Stored data entries:
▬▬▬

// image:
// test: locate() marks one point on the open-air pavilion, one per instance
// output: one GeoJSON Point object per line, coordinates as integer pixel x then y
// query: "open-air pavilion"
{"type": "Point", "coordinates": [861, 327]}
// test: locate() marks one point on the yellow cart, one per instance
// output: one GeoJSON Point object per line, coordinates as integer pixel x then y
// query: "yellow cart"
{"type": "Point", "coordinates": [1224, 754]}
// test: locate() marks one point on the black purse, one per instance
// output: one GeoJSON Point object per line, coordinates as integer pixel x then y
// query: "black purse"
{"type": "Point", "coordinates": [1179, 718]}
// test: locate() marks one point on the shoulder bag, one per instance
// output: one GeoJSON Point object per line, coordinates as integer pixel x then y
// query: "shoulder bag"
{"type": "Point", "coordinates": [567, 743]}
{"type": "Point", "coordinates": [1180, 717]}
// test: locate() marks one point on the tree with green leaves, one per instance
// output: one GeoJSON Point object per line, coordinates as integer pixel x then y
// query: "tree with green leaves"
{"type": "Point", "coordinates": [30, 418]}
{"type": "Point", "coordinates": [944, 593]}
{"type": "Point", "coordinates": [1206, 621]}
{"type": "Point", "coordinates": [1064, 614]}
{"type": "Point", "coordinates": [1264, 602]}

▬▬▬

__WORK INSTRUCTIONS__: Transcribe each line of the data above, unaltered, from the one where "purse, one per instance" appears to the one where "bag, one per instance" appears, inclusive of both.

__SOLUTION TO THIS TASK__:
// test: locate() marks one point on the black purse, one per instance
// output: one GeoJSON Point object per line, coordinates as integer pixel x then y
// query: "black purse"
{"type": "Point", "coordinates": [1179, 718]}
// test: locate() marks one point on the shoulder bag, one per instance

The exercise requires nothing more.